BRUNSWICK — A fire that destroyed a historic home at 5 Maquoit Road raged for six hours Dec. 29 and left two firefighters and one resident injured.
Chief Kenneth Brillant said the fire was caused by residents’ attempts to thaw frozen pipes with “some kind of high-heat or open-flame device” – reportedly a torch.
Deputy Chief Jeffrey Emerson said the device was not been recovered due to weather conditions and the state of the building. The Office of the Maine State Fire Marshal is conducting an investigation.
According to town records, the house at the intersection of Maquoit Road, Mere Point Road and Maine Street, was built in 1850 and is owned by Morely James and Barbara Thomas.
Injuries suffered by one homeowner were non-life threatening and the resident, who was not identified, was treated and released from Mid Coast Hospital. James and Thomas were able to escape on their own and were staying with relatives in the area.
Emerson said the firefighters were injured when they fell through separate portions of the floor in the 168-year-old house. The first firefighter was unable to see a hole in the floor through the smoke and the other fell through an area that had been compromised in the blaze.

EXCERPTED DATA:

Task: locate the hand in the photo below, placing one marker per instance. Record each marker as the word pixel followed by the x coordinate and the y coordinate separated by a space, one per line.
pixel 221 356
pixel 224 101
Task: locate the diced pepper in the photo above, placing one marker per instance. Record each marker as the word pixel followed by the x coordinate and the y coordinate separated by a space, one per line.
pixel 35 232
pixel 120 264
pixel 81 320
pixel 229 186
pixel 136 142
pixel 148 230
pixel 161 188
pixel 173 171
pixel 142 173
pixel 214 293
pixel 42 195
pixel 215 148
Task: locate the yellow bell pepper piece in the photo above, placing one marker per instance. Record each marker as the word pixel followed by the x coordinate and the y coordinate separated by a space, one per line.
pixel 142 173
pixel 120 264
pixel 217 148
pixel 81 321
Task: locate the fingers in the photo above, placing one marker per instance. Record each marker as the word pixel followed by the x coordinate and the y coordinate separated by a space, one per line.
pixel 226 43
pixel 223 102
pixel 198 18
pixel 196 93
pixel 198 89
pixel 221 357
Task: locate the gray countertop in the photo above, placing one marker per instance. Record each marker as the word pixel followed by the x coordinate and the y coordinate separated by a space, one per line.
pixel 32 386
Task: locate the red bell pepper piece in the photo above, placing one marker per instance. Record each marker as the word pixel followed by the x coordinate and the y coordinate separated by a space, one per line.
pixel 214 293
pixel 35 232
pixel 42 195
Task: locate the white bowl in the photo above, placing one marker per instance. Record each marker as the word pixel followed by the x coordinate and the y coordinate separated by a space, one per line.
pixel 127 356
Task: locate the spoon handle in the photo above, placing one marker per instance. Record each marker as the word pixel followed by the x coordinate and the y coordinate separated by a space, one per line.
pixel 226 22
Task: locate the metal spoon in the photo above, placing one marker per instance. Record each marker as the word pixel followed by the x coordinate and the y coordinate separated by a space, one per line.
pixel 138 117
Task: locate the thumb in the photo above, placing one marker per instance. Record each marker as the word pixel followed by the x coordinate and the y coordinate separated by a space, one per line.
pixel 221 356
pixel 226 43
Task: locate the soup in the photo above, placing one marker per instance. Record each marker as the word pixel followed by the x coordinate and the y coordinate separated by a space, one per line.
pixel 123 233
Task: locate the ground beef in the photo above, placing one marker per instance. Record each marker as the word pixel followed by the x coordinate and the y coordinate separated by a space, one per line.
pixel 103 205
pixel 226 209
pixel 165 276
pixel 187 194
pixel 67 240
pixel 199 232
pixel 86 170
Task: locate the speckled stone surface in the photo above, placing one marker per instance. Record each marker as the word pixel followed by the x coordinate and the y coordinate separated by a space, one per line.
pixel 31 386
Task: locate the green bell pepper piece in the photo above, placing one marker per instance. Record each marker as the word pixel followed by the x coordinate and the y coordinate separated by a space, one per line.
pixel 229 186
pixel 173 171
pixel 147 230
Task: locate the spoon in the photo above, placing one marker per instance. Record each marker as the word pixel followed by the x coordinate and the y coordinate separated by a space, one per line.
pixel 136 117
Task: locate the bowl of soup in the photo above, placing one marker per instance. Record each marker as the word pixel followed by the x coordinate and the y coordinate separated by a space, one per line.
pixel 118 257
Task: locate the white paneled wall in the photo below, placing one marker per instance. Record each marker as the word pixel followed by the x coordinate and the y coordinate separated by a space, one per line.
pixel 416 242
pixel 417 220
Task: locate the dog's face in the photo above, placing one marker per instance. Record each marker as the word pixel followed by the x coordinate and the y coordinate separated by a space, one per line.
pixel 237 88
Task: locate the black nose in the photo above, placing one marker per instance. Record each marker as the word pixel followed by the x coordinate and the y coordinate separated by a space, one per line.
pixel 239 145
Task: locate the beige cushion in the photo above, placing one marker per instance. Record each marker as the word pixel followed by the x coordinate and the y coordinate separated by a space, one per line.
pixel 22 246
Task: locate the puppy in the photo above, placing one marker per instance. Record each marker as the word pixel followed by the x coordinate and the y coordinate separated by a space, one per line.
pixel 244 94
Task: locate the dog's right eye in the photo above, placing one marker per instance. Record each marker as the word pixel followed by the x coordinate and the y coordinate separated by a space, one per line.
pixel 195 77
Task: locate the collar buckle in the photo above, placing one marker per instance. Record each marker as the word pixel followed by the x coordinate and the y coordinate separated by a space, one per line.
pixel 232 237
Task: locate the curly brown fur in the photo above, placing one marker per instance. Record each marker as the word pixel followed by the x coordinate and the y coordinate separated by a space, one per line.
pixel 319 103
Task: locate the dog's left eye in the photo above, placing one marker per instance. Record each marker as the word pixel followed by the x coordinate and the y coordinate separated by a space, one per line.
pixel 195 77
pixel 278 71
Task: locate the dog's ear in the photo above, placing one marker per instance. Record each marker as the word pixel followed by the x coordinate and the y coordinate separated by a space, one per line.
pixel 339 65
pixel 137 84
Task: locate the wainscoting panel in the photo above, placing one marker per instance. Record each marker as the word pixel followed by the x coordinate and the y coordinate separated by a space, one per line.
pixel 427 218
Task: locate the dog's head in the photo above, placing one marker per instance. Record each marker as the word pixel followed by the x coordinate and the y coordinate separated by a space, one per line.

EXERCISE DESCRIPTION:
Answer these questions about the Brunswick house fire report:
(a) For how many hours did the fire rage?
(b) In what year was the house built, according to town records?
(c) Why did the first injured firefighter fall through the floor?

TASK RESPONSE:
(a) Six hours.
(b) 1850.
(c) The firefighter could not see a hole in the floor through the smoke.